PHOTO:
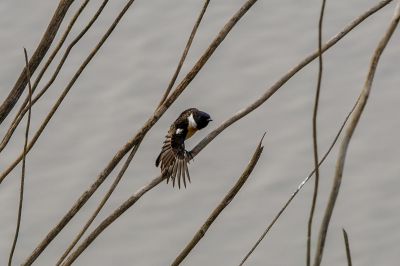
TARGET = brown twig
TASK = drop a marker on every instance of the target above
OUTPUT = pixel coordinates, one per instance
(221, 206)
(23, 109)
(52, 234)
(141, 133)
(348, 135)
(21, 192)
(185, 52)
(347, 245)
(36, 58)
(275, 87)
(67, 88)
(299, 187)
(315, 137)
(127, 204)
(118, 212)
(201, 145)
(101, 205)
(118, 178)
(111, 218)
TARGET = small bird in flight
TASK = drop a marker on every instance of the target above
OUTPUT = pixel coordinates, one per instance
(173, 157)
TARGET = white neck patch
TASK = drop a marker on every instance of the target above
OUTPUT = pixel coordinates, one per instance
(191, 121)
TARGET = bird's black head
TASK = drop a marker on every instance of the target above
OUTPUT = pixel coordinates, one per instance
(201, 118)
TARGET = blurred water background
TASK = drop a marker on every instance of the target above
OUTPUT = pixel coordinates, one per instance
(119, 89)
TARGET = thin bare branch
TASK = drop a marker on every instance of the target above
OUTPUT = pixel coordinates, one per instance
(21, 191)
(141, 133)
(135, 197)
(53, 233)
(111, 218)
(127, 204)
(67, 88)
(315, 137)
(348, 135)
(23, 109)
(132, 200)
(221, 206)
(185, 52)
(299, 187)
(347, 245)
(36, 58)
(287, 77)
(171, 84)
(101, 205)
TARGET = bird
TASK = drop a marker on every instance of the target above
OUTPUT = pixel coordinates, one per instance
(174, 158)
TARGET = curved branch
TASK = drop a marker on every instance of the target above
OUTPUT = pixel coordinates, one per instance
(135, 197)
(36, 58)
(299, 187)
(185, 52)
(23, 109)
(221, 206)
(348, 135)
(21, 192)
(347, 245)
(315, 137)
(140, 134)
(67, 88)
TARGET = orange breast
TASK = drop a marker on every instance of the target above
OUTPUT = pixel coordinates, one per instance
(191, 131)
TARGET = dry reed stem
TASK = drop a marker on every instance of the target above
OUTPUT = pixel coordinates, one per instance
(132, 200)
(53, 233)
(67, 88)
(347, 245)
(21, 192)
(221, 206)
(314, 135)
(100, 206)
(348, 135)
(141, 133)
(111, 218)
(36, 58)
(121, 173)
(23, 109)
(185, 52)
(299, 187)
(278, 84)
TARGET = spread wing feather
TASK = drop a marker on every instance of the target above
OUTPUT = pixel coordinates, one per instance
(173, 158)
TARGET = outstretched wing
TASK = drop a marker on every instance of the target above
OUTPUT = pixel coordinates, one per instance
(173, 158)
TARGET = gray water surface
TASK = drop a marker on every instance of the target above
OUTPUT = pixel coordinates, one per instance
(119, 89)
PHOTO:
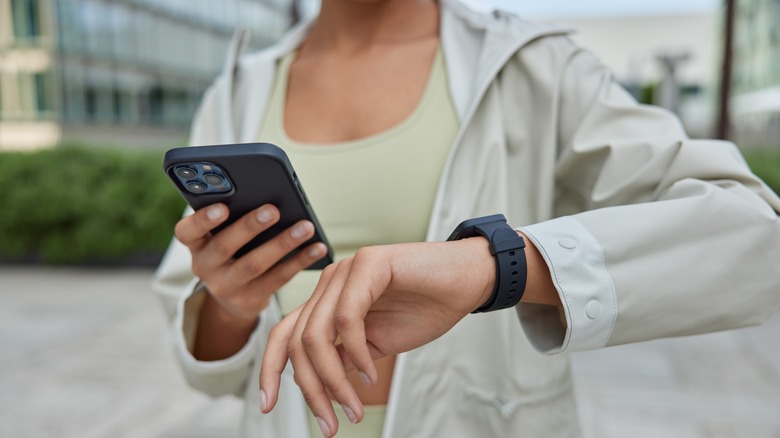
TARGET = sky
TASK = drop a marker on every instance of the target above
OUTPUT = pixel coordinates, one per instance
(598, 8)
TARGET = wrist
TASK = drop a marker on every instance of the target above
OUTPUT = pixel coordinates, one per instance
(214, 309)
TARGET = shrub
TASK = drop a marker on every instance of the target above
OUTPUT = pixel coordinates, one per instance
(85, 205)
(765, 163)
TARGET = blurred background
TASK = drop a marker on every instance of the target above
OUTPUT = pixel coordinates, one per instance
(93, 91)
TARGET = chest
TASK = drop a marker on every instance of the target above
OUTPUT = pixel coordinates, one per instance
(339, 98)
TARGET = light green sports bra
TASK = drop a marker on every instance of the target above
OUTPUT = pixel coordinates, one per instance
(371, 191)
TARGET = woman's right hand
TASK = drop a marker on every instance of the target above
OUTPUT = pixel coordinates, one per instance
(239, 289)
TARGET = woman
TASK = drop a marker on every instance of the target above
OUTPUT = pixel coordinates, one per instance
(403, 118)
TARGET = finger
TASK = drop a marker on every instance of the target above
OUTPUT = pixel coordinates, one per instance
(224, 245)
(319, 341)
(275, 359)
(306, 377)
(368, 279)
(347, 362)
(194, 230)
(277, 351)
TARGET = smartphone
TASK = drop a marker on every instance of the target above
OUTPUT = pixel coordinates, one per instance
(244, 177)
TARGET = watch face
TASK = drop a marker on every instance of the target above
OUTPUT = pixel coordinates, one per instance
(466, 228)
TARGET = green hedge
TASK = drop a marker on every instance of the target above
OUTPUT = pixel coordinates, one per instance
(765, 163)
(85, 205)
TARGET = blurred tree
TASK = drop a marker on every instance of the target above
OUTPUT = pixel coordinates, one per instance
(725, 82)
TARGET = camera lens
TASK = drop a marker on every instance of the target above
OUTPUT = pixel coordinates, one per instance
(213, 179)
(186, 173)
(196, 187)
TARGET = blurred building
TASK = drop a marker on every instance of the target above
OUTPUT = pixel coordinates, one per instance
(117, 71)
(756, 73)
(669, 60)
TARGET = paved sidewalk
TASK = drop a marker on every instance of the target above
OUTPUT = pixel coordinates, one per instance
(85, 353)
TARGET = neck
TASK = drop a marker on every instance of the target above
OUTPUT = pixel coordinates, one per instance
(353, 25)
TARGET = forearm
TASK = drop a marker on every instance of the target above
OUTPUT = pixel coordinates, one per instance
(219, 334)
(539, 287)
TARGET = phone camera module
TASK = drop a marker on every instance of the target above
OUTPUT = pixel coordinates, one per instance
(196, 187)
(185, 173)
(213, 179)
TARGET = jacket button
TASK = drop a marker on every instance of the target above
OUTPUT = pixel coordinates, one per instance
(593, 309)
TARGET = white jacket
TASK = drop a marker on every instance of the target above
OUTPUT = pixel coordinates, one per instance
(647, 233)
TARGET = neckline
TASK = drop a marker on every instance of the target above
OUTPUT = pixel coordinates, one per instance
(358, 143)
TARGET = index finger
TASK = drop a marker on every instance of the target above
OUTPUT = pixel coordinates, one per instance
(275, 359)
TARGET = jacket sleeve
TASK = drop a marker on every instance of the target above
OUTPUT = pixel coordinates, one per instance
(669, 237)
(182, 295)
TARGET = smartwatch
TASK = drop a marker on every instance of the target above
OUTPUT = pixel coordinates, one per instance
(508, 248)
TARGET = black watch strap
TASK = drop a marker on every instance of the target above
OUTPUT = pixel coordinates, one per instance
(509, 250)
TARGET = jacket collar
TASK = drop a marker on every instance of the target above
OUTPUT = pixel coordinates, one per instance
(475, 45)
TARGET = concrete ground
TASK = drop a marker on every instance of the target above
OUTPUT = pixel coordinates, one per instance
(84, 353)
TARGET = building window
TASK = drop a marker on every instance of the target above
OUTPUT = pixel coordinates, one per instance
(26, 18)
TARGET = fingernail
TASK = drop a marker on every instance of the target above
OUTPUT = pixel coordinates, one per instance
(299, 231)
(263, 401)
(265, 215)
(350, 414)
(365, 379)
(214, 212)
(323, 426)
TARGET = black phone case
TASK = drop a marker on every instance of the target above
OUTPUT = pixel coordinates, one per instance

※ ※ ※

Directions: Copy out every one of the lines above word for word, leaving the pictures out.

Finished exercise:
PHOTO:
TARGET = brown twig
TASK = drop a marker on every instance of the target above
OUTPUT = pixel coordinates, one per instance
(221, 206)
(23, 109)
(52, 234)
(141, 133)
(348, 135)
(21, 192)
(185, 52)
(347, 245)
(36, 58)
(275, 87)
(67, 88)
(299, 187)
(315, 137)
(127, 204)
(118, 212)
(201, 145)
(101, 205)
(118, 178)
(111, 218)
TARGET = small bird in flight
TASK = drop a marker on every instance of the target above
OUTPUT = pixel coordinates, one per instance
(173, 157)
TARGET = white neck patch
TASK = drop a marker on every instance of the target above
OUTPUT = pixel coordinates, one per instance
(191, 121)
TARGET = bird's black head
TASK = drop a marker on every instance of the target above
OUTPUT = pixel coordinates, one per instance
(201, 118)
TARGET = blurred water background
TASK = drop a marker on every instance of the target above
OUTPUT = pixel coordinates, one per instance
(119, 89)
TARGET = thin bare branch
TASK = drop a marker on every instance of the target above
OUTPUT = pixel coordinates, one per instance
(21, 191)
(141, 133)
(135, 197)
(53, 233)
(111, 218)
(127, 204)
(67, 88)
(315, 137)
(348, 135)
(23, 109)
(132, 200)
(221, 206)
(185, 52)
(299, 187)
(347, 245)
(36, 58)
(287, 77)
(171, 84)
(101, 205)
TARGET = bird
TASK = drop a marker on every instance of the target above
OUTPUT = pixel coordinates, one per instance
(174, 158)
TARGET = curved branch
TASK = drop a marker on every instance of the target above
OUTPUT = pixel coordinates, one per instance
(135, 197)
(36, 58)
(299, 187)
(185, 52)
(23, 109)
(221, 206)
(348, 135)
(21, 192)
(347, 245)
(315, 137)
(140, 134)
(67, 88)
TARGET = orange breast
TASK = drop a marker on every instance of the target above
OUTPUT = pixel coordinates, one per instance
(191, 131)
TARGET = dry reed stem
TASK = drop a marker on every instance of the target above
OUTPUT = pixel coordinates, one per instance
(132, 200)
(53, 233)
(67, 88)
(347, 245)
(21, 192)
(221, 206)
(314, 135)
(100, 206)
(348, 135)
(141, 133)
(111, 218)
(36, 58)
(121, 173)
(23, 109)
(185, 52)
(299, 187)
(278, 84)
TARGET = spread wing feather
TASK = drop a marker on every instance of the target above
OUTPUT = pixel coordinates, one per instance
(173, 158)
TARGET = outstretched wing
TASK = drop a marker on every instance of the target above
OUTPUT = pixel coordinates, one per instance
(173, 158)
TARGET = gray water surface
TASK = drop a marker on every instance of the target above
OUTPUT = pixel coordinates, one per instance
(119, 89)
PHOTO:
TARGET = sky
TASK = drop a marker on every instance of the target above
OUTPUT = pixel coordinates, one per instance
(598, 8)
TARGET = wrist
TASK = drop a marker on every instance of the target above
OUTPUT = pixel coordinates, one per instance
(214, 309)
TARGET = shrub
TASK = drop a marker on every instance of the target above
OUTPUT = pixel coordinates, one per instance
(85, 205)
(765, 163)
TARGET = blurred background
TASK = drop a marker on every instance of the target above
OUTPUT = pixel coordinates, one per instance
(93, 91)
TARGET = chest
TASK = drop a marker on every instance of the target above
OUTPUT = pixel coordinates, one per instance
(339, 98)
TARGET = light green sports bra
TASK = drop a marker on every instance of the target above
OUTPUT = pixel coordinates, one per instance
(371, 191)
TARGET = woman's right hand
TASK = drop a marker on every instance of the target above
OUTPUT = pixel coordinates, one per instance
(239, 289)
TARGET = woman
TASK = drop a marker on every instance of the target above
OUTPUT = pixel coordinates, one per instance
(403, 118)
TARGET = finger
TASK = drop a marker on every instance of the target above
OUTPUT = pixel coordinates, one per instance
(224, 245)
(319, 341)
(275, 359)
(306, 377)
(368, 279)
(347, 362)
(194, 230)
(277, 351)
TARGET = smartphone
TASK = drop a marker on every instance of the target above
OUTPUT = pixel coordinates, one per instance
(244, 177)
TARGET = watch face
TASK = drop a marker on every instance of the target above
OUTPUT = pixel coordinates, one per instance
(466, 228)
TARGET = green hedge
TASK = drop a marker on every instance of the target above
OUTPUT = pixel coordinates, one per instance
(765, 163)
(85, 205)
TARGET = blurred tree
TASK = drop a marker on every instance of the target above
OUTPUT = pixel coordinates, one per instance
(725, 82)
TARGET = camera lens
TASK = drop a marker on every instance of the target above
OUTPUT = pixel coordinates, one per instance
(213, 179)
(186, 173)
(196, 187)
TARGET = blurred building
TASK = drop a marker on every instance of the target above
OUTPUT = pixel coordinates, one per instance
(117, 71)
(756, 73)
(669, 60)
TARGET = paved sidewalk
TASK = drop a marker on every instance of the target above
OUTPUT = pixel coordinates, one per instance
(85, 353)
TARGET = neck
TASK = drop a marker on every instance of the target above
OUTPUT = pixel coordinates, one per instance
(353, 25)
TARGET = forearm
TASK = drop a marker on every instance of the target above
OUTPUT = pixel coordinates, one per instance
(219, 334)
(539, 287)
TARGET = phone camera module
TASK = drop a marker on every instance of the target above
OUTPUT = pixel coordinates, one per instance
(196, 187)
(185, 173)
(213, 179)
TARGET = jacket button
TASK = drop a marker on every instance of the target above
OUTPUT = pixel coordinates, one per instance
(593, 309)
TARGET = white jacket
TASK = drop a marker on every instance of the target above
OUTPUT = pixel coordinates, one per instance
(647, 233)
TARGET = neckline
TASK = drop a marker on every instance of the target above
OUTPUT = pixel coordinates, one per instance
(358, 143)
TARGET = index finger
TASK = drop a marker on every instance of the target above
OUTPUT = pixel coordinates, one per instance
(275, 359)
TARGET = jacket sleeve
TASK = drop a marker on every instance of the target above
OUTPUT = pixel coordinates, one per instance
(669, 237)
(182, 295)
TARGET = smartwatch
TASK = drop a marker on every instance of the target above
OUTPUT = pixel coordinates, one per instance
(508, 248)
TARGET = black watch strap
TASK = drop a marker on every instance of the target above
OUTPUT = pixel coordinates, one per instance
(509, 250)
TARGET = jacket collar
TASK = drop a marker on every instance of the target above
OUTPUT = pixel coordinates, one per instance
(475, 45)
TARGET = concrete ground
TASK = drop a marker on every instance of the target above
OUTPUT = pixel coordinates, one per instance
(84, 353)
TARGET = building window
TASK = drop a marker on every instance of the target above
OUTPUT = pixel coordinates, one per instance
(26, 18)
TARGET = fingernail
TASK = drop a marker on every instance of the target above
OUTPUT = pixel coordinates, one per instance
(299, 231)
(263, 401)
(265, 215)
(350, 414)
(365, 379)
(214, 212)
(323, 426)
TARGET = black phone case
TASK = drop a marker on every instance of the target above
OUTPUT = pixel coordinates, one per instance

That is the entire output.